▶ [Exercise] When the string "apron" is part of a line in the data below, report the whole line.

Records from a data source

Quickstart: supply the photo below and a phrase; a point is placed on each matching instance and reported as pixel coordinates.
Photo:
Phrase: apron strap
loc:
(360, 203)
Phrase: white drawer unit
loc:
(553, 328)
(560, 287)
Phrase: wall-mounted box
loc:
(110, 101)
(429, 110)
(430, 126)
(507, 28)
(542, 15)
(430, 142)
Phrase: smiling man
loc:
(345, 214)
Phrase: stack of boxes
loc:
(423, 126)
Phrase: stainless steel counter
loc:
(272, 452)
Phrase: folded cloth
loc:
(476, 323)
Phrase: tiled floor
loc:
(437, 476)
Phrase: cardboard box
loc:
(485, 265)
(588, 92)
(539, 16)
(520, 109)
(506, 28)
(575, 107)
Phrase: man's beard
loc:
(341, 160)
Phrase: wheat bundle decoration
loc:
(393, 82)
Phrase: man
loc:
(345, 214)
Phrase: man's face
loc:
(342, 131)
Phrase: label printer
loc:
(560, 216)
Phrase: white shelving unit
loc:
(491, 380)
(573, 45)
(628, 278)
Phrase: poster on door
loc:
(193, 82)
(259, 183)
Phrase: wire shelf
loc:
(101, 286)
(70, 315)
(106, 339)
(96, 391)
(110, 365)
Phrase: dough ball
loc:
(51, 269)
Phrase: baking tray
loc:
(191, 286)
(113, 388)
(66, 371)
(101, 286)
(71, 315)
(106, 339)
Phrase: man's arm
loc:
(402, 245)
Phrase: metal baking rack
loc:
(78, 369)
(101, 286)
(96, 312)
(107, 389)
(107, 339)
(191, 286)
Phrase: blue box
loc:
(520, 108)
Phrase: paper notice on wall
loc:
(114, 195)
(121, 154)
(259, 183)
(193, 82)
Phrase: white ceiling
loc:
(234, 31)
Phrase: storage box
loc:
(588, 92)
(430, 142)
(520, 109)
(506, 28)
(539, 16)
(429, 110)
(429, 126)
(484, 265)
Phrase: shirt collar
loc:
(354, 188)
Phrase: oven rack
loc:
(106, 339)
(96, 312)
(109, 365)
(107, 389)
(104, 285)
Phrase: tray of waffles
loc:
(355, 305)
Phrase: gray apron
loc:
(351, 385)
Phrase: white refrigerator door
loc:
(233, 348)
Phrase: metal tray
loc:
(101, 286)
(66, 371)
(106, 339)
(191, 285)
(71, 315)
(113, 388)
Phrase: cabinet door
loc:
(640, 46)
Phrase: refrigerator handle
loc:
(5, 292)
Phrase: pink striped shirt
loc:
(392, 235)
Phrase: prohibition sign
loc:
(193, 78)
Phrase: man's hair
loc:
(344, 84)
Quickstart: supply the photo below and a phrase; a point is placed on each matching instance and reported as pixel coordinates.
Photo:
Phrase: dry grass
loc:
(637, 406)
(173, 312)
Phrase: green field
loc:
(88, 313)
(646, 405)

▶ [Reply]
Phrase: apron strap
Phrase: gray apron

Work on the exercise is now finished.